#### EXCERPTED TEXT

As promised, some thoughts on the History section of the Art of UNIX
Programming...


First, off the obvious - there's just way too much RMS-bitching and
self-evangelisation. While I may think that RMS is obsessive and does
some things that work out negatively, he clearly has brought an awful
lot of unixy stuff to where it is today - without him there wouldn't
be a GNU/Linux, in my opinion. The kernel's not a whole world of use
without the crap around it.

Now I may be mistaken, but I thought that RMS started his crusade over
a print driver. No mention is made of this in the book. Hmmm. I'm
probably mistaken.

He takes massive opportunities to promote himself, for eg pointing
out that he wrote the CATB, and so far he's the only person in the whole
wide world to come up with a coherent argument for the fact that I,
Chunky Kibbles, like open source software. He also slips in other
references that, if someone makes the effort to look stuff up, will also
lead back to him - the whole open-sourcing-of-mozilla thing immediately
springs to mind. In CATB, he explicitly points out that was his
doing. Here, it's more of a hint that you need to look up... to find
out it was his doing.


He comes up with a list of things that you could do to create an
anti-unix. This, in and of itself, isn't too bad. But I don't like the
single-minded approach that an anti-unix is a Bad Thing.

You know... a lot of people just don't want a unix. For a variety of
reasons, they don't like unices. I have several friends who, having had
sufficient experience with both unices and NT, have chosen NT. Not my
choice, but whatever.

The implication just seems to be that if it's not unix, it
sucks. Personally, it's my humble opinion that he's mostly right. But
that's based on my own experience and requirements.

With the exceptions of Apple [notably, the Interface guidelines and
another point I'm going to come to] and Be [as an academic interest
and a toy, not a real OS], he simply never claims that any other OS
has any merits, Which just seems narrow-minded.

########
#### PROVIDED RECORDS

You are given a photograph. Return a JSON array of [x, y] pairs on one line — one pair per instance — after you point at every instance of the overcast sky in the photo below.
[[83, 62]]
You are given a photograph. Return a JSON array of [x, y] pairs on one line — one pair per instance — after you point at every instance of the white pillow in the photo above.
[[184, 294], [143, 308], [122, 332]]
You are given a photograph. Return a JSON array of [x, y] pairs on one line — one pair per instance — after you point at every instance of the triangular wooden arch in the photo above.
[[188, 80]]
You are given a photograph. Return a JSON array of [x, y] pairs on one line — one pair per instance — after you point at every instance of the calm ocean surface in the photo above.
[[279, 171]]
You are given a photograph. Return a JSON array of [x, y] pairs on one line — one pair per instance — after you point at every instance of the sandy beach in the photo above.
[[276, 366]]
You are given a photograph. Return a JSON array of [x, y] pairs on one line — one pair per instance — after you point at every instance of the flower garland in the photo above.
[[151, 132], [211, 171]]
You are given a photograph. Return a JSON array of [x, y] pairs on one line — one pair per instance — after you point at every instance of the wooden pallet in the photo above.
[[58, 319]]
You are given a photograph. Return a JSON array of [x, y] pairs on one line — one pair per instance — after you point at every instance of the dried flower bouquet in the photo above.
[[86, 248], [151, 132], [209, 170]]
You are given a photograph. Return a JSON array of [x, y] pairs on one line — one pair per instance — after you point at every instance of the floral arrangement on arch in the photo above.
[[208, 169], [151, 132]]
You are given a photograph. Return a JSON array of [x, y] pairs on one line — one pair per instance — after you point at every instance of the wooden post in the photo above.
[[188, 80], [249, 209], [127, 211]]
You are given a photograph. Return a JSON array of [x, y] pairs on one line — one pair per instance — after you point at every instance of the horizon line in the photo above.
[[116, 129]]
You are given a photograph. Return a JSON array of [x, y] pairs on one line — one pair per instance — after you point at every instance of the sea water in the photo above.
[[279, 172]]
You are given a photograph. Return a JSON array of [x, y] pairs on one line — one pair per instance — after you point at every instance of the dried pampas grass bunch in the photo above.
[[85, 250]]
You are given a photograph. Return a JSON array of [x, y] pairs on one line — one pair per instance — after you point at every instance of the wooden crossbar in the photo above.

########
#### PROVIDED RECORDS

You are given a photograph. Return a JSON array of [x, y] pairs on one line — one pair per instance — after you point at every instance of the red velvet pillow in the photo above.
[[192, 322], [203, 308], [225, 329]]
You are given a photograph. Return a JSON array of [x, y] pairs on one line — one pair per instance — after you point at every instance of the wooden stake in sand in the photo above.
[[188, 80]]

########
#### PROVIDED RECORDS

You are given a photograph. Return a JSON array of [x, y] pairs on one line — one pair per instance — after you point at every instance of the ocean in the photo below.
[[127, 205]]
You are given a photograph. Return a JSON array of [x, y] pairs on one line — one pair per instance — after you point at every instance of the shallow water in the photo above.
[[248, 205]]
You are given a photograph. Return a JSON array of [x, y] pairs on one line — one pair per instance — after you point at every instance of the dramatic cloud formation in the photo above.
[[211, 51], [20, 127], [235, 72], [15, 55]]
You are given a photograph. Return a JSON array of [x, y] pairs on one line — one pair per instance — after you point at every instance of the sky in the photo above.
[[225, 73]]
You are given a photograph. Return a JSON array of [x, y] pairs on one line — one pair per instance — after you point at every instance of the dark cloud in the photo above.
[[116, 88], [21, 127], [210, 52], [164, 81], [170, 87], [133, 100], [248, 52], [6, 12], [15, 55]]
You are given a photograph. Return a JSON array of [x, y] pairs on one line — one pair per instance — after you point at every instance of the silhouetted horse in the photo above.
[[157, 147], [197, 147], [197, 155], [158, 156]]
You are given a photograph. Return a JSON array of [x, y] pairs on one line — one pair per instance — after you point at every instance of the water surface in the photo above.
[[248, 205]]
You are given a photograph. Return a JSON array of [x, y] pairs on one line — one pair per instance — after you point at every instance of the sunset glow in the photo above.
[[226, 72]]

########

> [YOUR TASKS]
1. In the review of the History section of The Art of UNIX Programming, transcribe the passage from "As promised, some" to "probably mistaken.".
2. Answer from the review of the History section of The Art of UNIX Programming:
(a) What did the reviewer think RMS started his crusade over?
(b) Which system have several of the reviewer's friends chosen after experience with both unices and NT?
(c) According to the reviewer, in what capacity is Be of interest?
3. Resume the review of the History section of The Art of UNIX Programming after its final sentence.

> [EXPECTED RESULTS]
1.
As promised, some thoughts on the History section of the Art of UNIX
Programming...


First, off the obvious - there's just way too much RMS-bitching and
self-evangelisation. While I may think that RMS is obsessive and does
some things that work out negatively, he clearly has brought an awful
lot of unixy stuff to where it is today - without him there wouldn't
be a GNU/Linux, in my opinion. The kernel's not a whole world of use
without the crap around it.

Now I may be mistaken, but I thought that RMS started his crusade over
a print driver. No mention is made of this in the book. Hmmm. I'm
probably mistaken.

2.
(a) A print driver.
(b) NT.
(c) As an academic interest and a toy, not a real OS.

3.
The book is not presenting a fair and unbiased opinion on this topic.


Throughout the whole history, it seems that Linux takes up half of
it. That Linux was the first truly uniting force to create a proper unix
[after the first, which he implies was never popular enough to become
a force in and of itself, and lost all interest when it became commercial].

It seems that, according to him, unix was badly fragmenting for the whole
period of time between the original AT&T/MIT commercialisation up until
the advent of a working Linux kernel, 92-93.

Well, goddammit. Make your mind up. Is unix a thing that you can rely
on between vendors, systems, platforms, etc, etc, that everything is a
variant on a single theme, and that unix is a Good Thing?
Or is it a stupid, fragmented, non-portable system that Sun, DEC, HP, and
IBM all conspired apart to try and destroy in the interests of creating
a commercial, different, OS? If it is, then 25 years of unix's 35-year
history gathers together to make something that's not unix. Something
just doesn't gel, in my head.


He also seems to contradict himself. Metadata on files and elseplaces
in the OS is a good thing or a bad thing, take your pick. But please,
pick one.

According to my reading of this book, Metadata is cool when it's extended
attributes in Linux 2.5, or your filesystem is a database when you're on
Be. Metadata in the form of a registry [or anything else NT uses] blows,
and we're all pretty ambivalent about Mac's Resource Forks. I understand
these are all different things, but in the book they're all linked under
the nebulous idea of metadata.

Make your damn mind up.


Of course, if you're reading this particular book, I'm guessing that
you either side with his rantings, don't care about them, or are against
them. Any of these ways, it's a bit like me sounding off about whatever
I usually sound off about in #i.o - no-one's actually basing their
judgement on it alone, and if they are, they shouldn't be.


Finally, a quote from someone's slashdot .sig:

For those concerned about the "virality" of the GPL, a suggestion:
  Write Your Own Damn Code.

Just made me laugh.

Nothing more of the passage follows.